RECORD LIST
---+---
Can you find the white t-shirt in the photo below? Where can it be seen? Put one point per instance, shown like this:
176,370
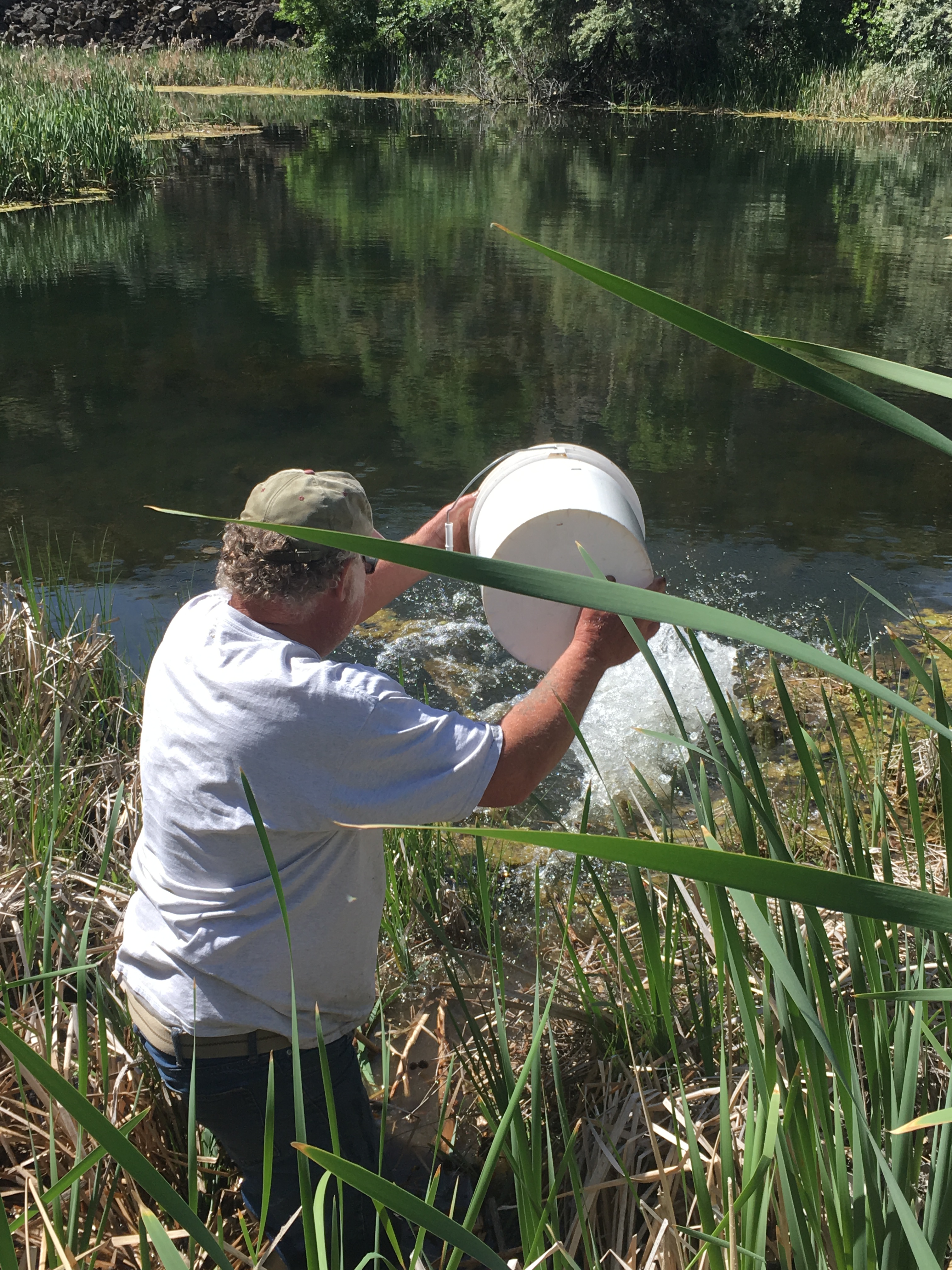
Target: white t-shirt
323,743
---+---
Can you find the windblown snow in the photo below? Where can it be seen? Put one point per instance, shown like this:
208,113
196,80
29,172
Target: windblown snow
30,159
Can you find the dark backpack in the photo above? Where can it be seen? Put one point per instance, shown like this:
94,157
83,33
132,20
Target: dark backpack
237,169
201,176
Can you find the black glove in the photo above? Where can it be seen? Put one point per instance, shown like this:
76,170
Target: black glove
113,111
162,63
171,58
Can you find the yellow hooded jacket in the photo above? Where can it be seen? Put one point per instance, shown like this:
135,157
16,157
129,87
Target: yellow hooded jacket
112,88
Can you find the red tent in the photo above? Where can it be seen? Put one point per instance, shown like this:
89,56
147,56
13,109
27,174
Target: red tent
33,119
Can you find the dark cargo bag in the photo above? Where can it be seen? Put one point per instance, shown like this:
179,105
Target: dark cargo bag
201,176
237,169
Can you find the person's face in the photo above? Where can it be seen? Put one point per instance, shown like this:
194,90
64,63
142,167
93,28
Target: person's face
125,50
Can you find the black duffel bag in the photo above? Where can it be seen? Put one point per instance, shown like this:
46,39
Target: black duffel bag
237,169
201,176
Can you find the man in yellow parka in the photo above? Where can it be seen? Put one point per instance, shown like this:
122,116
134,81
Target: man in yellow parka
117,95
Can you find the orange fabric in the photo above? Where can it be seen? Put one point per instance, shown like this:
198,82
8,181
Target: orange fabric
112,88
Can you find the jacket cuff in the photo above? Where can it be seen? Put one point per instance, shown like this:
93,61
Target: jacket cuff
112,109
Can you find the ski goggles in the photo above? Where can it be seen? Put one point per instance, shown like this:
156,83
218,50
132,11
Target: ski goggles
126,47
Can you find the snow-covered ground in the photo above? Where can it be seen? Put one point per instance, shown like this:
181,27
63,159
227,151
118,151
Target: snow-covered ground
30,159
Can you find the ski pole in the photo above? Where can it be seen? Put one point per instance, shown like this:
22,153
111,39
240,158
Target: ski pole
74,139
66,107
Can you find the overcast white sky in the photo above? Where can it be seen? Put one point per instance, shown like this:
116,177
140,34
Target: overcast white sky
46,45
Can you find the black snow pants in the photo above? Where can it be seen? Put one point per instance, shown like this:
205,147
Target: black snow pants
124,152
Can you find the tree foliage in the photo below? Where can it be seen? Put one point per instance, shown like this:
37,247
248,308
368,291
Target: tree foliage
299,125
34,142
---+---
PROBLEM REQUIREMENTS
State how many lines of the listing above contain the string "tent", treating uppercase and lowercase as different, and give only the number.

ANSWER TO THIS PROBLEM
2